**PASSAGE SHOWN**
#####

When winter returns to Chicago, you have two choices: fight or flee. If that sounds overly dramatic to you, you have never spent a winter in Chicago.

Winter in Chicago is Mother Nature’s way of saying that she hates you, and would like you to die. More than that, she would like to kill you herself. Hypothermia while waiting for a train? Frostbite while walking to the grocery store? Sleet poisoning? The method matters not, so long as you are reduced to a dry, frozen dust by time June slinks back into town.

For those who cannot flee, warm clothing is the first line of defense. If you’re newly arrived and unsure of what is meant by warm, there’s a rule of thumb. Let’s say you’re shopping for a winter coat and find one that might do. Try it on in front of a mirror. If it looks pretty cute, and makes you feel like you can’t wait for the snow to fall, the coat will not be warm enough for February.

By February, Chicagoans have ceased to care what they look like when they go outside. Cut, style, color, fit? Not important. If it takes pairing filthy construction boots with a safety orange arctic exploration jumpsuit; then accessorizing those with two knitted hats, an army surplus balaclava and three pairs of gloves to get you to the opera with all your limbs intact, that’s what you put on.

This is why if you pass me on the street in midwinter and don’t say hello, I will not be offended. You won’t recognize me. You’ll think, “Did that raggedy pile of battered winter clothes just wave?” and keep going.

I wish I could tell you honestly that after more than decade of survival on the western shore of Lake Michigan I have grown accustomed to this annual renunciation of vanity. But no. The sight of winter ads from British tailors celebrating the elegance of classic overcoats and sleek leather gloves push me to the edge of rage. I live in Chicago, the city whose motto ought to be We Just Can’t Have Nice Things.

#####

**DATASET ENTRIES**
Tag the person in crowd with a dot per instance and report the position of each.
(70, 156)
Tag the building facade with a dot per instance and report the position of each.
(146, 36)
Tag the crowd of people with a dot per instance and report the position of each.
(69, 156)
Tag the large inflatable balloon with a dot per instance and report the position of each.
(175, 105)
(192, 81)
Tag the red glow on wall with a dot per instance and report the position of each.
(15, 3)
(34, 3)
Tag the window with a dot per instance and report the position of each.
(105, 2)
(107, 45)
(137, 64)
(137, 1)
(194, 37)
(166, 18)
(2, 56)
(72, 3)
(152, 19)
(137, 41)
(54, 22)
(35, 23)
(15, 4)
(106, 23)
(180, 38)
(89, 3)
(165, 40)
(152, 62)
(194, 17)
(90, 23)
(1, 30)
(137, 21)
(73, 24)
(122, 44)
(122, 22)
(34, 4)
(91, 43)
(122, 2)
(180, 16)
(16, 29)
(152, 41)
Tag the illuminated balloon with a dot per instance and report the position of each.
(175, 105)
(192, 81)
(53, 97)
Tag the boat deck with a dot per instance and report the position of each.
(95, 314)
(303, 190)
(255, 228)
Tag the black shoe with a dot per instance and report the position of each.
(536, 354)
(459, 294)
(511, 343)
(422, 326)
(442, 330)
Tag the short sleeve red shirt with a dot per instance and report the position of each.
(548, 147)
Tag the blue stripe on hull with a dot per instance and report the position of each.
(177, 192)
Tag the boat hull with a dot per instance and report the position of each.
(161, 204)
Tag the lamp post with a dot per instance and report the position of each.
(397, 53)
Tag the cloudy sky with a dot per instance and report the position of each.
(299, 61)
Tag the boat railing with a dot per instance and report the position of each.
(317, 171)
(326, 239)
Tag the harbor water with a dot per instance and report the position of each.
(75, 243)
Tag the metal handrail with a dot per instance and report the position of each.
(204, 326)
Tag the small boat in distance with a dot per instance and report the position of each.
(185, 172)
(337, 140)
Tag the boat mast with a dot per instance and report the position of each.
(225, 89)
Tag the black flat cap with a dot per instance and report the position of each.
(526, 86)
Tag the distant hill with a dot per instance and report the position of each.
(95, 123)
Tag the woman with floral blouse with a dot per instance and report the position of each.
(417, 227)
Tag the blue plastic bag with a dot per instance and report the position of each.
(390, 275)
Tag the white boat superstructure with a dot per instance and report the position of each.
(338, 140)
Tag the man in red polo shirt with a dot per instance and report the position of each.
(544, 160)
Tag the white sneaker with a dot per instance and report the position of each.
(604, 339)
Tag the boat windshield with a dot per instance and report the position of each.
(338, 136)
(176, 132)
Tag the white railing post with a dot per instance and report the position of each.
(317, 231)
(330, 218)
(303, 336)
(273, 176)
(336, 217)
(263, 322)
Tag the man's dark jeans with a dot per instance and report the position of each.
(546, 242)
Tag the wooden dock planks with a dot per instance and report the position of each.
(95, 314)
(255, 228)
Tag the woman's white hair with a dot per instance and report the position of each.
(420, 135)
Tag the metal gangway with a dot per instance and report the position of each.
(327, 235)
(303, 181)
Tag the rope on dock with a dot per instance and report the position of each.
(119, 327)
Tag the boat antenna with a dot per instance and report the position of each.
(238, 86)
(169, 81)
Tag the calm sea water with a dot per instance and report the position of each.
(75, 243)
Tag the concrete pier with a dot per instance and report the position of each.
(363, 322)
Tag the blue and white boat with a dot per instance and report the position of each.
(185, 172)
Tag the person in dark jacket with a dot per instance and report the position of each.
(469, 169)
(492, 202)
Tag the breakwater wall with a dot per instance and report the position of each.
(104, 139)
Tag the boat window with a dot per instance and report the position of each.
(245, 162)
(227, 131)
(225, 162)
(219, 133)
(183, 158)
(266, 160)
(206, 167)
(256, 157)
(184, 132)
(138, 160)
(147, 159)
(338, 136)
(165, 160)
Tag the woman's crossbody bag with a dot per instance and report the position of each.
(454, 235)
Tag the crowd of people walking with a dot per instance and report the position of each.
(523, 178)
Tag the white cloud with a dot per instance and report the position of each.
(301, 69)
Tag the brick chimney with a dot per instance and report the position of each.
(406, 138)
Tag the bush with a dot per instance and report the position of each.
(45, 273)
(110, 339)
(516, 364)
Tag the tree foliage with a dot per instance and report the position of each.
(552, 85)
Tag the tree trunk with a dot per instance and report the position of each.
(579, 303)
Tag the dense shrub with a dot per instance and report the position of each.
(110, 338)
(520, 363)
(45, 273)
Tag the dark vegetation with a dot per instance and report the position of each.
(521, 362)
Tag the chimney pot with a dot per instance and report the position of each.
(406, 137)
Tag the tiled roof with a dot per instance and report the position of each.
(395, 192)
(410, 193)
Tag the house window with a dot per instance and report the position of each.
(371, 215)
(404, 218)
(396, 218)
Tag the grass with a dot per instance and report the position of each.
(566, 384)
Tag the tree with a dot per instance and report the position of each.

#####

**STATED PROBLEM**
Can you quote the Chicago winter piece word for word, starting at "For those who" and ending after "you put on."?

**CORRECT RESPONSE**
For those who cannot flee, warm clothing is the first line of defense. If you’re newly arrived and unsure of what is meant by warm, there’s a rule of thumb. Let’s say you’re shopping for a winter coat and find one that might do. Try it on in front of a mirror. If it looks pretty cute, and makes you feel like you can’t wait for the snow to fall, the coat will not be warm enough for February.

By February, Chicagoans have ceased to care what they look like when they go outside. Cut, style, color, fit? Not important. If it takes pairing filthy construction boots with a safety orange arctic exploration jumpsuit; then accessorizing those with two knitted hats, an army surplus balaclava and three pairs of gloves to get you to the opera with all your limbs intact, that’s what you put on.